--- Document section Enclosed Below ---

In February of 1996, gkisedtanamoogk, a Wampanoag man and member of the Wabanaki Nations, was refused admission to Canada. Previously, gkisedtanamoogk resided for 12 years at Burnt Church reserve, in north eastern New Brunswick with his Wife, Miigam'agan, a Mi'Kmaq woman, where they were raising their three children according to the traditional ways.

gkisedtanamoogk and his son temporarily left Canada to visit in the United States. Upon returning home, Canadian immigration officials at the Houlton/Woodstock border refused them re-admission to Canada. Officials determined that gkisedtanamoogk was an American citizen living in Canada with his family, but without the requisite permanent resident visa to do so. gkisedtanamoogk has never taken legal steps to immigrate to Canada. Foreign nationals married to Canadians, are not permitted to reside in Canada with their spouses until they have applied for and obtained a permanent resident visa to Canada. His son was permitted to enter Canada, but gkisedtanamoogk was obliged to remain outside of Canada, exiled from his family and from land that both history and law confirm belong to gkisedtanamoogk and his people.

In August of 1996, as a result of negotiations with the Canadian Immigration Department, gkisedtanamoogk gained temporary entry to Canada, valid for one year.

--- End of Enclosed Document section ---
--- Extracted information Enclosed Below ---

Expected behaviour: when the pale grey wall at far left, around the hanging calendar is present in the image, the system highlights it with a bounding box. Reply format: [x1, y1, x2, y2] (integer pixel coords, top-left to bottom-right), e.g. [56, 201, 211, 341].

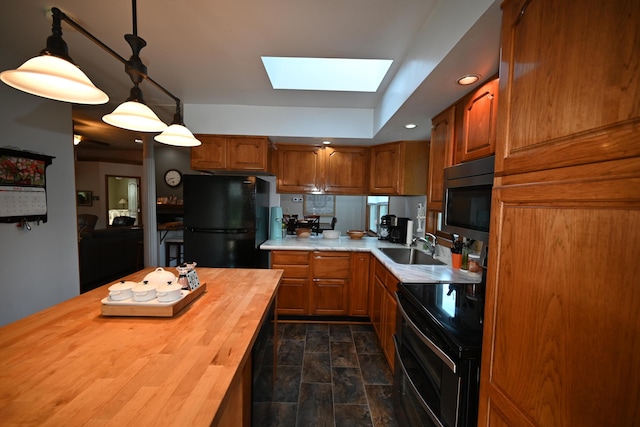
[0, 47, 80, 325]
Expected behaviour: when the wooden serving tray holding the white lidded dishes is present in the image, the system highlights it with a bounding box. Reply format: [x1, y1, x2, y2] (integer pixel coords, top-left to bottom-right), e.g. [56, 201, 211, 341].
[101, 283, 207, 317]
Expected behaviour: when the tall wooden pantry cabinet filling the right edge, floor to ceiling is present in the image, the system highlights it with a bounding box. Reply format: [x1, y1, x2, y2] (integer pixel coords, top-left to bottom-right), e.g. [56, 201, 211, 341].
[478, 0, 640, 426]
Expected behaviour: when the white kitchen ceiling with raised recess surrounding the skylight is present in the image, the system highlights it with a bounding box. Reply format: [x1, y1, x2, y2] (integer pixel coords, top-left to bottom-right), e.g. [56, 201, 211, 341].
[0, 0, 501, 157]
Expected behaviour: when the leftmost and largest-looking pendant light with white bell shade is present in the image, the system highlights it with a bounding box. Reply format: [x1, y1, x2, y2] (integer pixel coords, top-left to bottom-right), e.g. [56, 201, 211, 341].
[0, 8, 109, 104]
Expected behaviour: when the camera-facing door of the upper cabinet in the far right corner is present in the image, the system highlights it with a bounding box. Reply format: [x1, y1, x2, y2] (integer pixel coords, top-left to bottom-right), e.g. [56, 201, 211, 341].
[369, 143, 400, 195]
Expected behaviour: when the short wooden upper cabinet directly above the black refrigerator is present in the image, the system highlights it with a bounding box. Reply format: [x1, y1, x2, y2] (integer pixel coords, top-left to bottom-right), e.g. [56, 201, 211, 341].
[191, 135, 269, 172]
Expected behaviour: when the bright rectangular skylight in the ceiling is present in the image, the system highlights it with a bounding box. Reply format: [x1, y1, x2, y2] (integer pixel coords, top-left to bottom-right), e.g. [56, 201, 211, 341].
[262, 56, 393, 92]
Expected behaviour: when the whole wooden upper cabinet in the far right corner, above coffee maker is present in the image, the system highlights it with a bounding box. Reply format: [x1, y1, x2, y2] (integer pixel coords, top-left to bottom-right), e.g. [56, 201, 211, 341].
[369, 141, 429, 196]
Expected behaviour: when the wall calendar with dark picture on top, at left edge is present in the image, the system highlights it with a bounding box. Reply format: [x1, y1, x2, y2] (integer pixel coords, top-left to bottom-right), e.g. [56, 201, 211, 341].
[0, 148, 53, 223]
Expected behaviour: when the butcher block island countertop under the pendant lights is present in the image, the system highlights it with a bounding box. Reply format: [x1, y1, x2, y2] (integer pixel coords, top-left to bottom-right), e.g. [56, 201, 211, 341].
[0, 267, 282, 426]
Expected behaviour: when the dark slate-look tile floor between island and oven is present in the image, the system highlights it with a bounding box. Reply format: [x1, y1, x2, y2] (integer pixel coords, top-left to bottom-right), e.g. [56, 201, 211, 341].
[253, 323, 398, 427]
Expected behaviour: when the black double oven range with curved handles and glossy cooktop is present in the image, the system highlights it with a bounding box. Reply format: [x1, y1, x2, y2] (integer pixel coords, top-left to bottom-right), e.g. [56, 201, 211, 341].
[394, 280, 484, 427]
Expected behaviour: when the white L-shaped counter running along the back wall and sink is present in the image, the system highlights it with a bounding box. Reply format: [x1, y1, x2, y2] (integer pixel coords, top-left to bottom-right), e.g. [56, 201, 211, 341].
[260, 235, 482, 283]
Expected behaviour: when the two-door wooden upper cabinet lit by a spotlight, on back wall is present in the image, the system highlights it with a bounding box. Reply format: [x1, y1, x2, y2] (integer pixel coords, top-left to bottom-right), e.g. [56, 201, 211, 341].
[274, 144, 369, 194]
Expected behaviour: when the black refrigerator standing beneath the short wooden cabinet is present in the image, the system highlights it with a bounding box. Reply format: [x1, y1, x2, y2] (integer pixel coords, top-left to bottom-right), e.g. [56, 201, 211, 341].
[183, 175, 269, 268]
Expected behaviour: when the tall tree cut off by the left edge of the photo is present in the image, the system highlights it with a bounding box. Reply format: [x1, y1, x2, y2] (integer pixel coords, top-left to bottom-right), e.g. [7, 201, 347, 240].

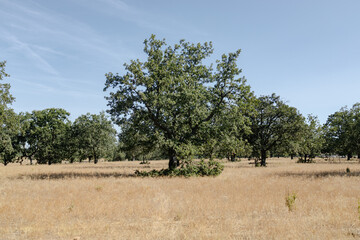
[0, 61, 18, 166]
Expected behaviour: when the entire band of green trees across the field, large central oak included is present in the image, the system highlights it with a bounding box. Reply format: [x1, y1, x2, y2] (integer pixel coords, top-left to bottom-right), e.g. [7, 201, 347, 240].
[0, 35, 360, 170]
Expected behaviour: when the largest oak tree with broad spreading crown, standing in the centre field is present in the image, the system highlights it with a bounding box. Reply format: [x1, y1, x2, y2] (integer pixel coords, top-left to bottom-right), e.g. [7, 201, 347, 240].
[104, 35, 250, 169]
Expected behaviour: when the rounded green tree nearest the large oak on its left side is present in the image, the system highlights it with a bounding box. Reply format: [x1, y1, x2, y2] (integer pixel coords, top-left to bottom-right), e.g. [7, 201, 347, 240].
[73, 112, 116, 164]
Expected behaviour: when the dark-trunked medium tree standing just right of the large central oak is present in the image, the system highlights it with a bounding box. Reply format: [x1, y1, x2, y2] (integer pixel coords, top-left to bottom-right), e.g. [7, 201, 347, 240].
[249, 94, 304, 166]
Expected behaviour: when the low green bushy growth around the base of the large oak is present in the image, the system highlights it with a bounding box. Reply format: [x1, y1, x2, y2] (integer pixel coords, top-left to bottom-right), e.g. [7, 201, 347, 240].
[135, 160, 224, 177]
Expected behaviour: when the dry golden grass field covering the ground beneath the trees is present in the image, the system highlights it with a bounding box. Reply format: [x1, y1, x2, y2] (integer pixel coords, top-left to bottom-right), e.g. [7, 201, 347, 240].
[0, 159, 360, 239]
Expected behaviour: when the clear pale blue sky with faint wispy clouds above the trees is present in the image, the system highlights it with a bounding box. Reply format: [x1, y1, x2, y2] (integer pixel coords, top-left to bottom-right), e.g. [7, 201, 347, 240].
[0, 0, 360, 123]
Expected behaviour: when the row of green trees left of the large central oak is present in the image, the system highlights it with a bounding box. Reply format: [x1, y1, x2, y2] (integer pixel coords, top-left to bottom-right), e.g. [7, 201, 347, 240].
[0, 61, 117, 166]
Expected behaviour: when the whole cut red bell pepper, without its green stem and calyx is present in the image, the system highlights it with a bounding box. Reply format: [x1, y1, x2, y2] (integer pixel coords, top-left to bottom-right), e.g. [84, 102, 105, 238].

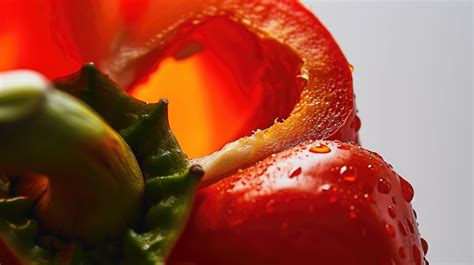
[0, 0, 426, 265]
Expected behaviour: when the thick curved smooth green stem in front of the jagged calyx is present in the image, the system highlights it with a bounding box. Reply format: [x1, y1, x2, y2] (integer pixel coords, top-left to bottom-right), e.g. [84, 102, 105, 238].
[0, 71, 144, 242]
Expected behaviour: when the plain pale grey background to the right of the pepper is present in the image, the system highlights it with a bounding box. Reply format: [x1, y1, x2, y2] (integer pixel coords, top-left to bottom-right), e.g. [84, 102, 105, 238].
[303, 1, 473, 264]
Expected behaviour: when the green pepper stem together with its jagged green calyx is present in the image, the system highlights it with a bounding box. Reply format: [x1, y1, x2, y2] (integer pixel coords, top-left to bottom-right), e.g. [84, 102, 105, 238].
[0, 64, 203, 265]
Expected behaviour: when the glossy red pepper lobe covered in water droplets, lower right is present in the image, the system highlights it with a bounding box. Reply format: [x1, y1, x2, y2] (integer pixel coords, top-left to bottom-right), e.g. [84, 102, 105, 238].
[168, 141, 423, 265]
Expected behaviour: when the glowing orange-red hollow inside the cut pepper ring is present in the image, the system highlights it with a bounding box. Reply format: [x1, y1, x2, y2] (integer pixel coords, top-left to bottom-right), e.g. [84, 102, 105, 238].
[131, 16, 303, 158]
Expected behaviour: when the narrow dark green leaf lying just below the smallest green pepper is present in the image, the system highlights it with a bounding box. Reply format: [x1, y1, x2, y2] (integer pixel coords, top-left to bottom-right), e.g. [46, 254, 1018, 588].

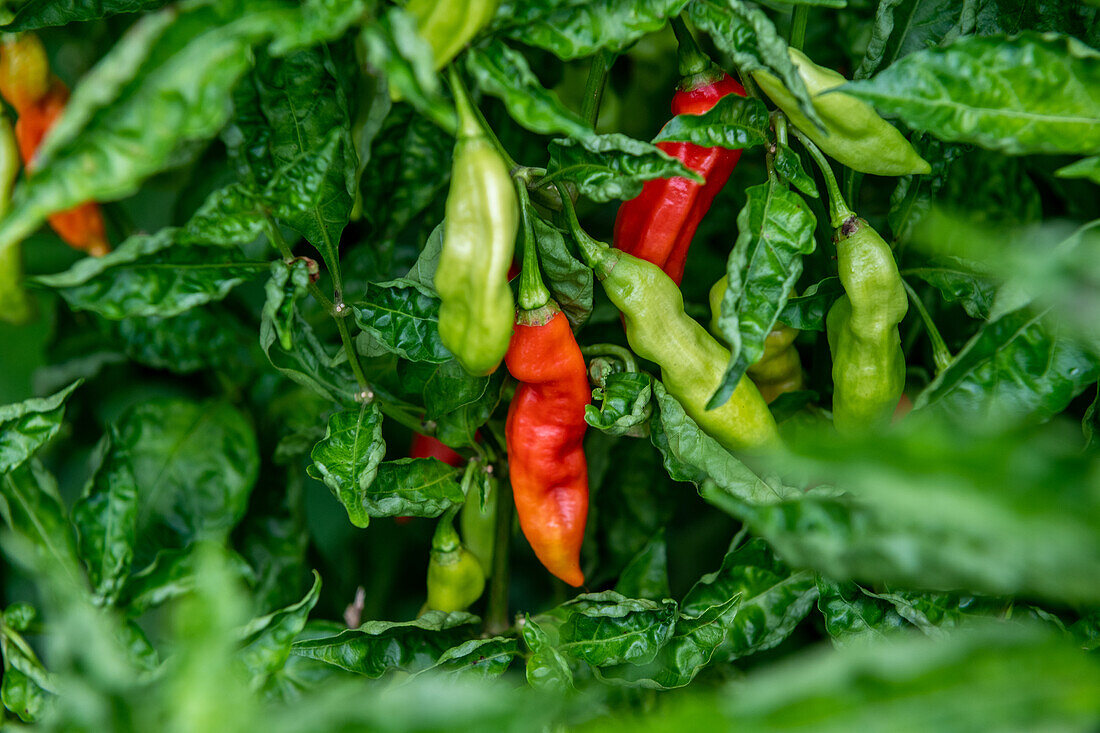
[292, 611, 477, 679]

--- End of Enclosed Extracted information ---

## Problem
Can you transcribe the passage about gkisedtanamoogk's refused entry to Canada between "In August of" and "for one year.", inclusive?

## Solved exercise
In August of 1996, as a result of negotiations with the Canadian Immigration Department, gkisedtanamoogk gained temporary entry to Canada, valid for one year.